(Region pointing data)
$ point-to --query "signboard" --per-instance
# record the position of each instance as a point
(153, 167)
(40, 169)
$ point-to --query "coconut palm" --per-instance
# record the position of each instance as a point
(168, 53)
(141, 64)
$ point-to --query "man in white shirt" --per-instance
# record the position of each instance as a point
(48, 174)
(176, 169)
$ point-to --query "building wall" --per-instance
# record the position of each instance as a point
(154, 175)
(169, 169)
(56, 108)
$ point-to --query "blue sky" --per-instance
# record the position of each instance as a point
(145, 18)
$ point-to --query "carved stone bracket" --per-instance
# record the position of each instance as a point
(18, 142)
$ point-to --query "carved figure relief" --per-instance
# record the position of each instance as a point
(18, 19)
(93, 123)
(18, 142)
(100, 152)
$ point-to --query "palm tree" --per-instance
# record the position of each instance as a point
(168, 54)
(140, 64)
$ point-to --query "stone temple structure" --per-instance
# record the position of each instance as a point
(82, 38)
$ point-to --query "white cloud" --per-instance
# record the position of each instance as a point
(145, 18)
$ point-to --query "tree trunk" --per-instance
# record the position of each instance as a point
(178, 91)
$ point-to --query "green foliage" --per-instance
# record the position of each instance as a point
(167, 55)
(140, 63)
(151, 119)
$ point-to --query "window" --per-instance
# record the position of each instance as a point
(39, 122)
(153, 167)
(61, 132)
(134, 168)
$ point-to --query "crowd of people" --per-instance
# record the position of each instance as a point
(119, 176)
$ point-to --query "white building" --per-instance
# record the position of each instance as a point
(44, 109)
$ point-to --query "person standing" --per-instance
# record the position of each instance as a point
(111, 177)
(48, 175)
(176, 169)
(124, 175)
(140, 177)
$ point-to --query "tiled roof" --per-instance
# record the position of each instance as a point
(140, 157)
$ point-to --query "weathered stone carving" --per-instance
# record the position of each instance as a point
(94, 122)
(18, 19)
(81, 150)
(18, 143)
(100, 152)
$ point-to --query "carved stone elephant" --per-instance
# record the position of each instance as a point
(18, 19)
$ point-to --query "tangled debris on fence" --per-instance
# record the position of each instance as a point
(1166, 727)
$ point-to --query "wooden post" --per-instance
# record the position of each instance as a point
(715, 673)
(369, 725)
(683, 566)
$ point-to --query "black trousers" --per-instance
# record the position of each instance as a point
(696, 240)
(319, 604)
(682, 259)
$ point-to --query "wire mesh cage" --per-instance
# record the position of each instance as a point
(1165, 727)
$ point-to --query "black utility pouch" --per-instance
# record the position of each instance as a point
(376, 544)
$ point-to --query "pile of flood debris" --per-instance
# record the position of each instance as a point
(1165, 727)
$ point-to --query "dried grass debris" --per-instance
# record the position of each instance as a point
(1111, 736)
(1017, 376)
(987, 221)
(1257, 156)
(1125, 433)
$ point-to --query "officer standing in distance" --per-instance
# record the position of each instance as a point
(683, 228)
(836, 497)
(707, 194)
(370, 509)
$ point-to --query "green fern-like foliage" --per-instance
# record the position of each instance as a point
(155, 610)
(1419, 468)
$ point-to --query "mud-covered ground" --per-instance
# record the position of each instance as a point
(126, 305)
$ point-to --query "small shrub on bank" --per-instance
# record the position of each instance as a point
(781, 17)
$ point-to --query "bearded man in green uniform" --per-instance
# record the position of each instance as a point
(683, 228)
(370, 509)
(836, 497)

▶ _The task_
All that is wanted is the number of lines in the records that include the string "tree".

▶ _Exercise solution_
2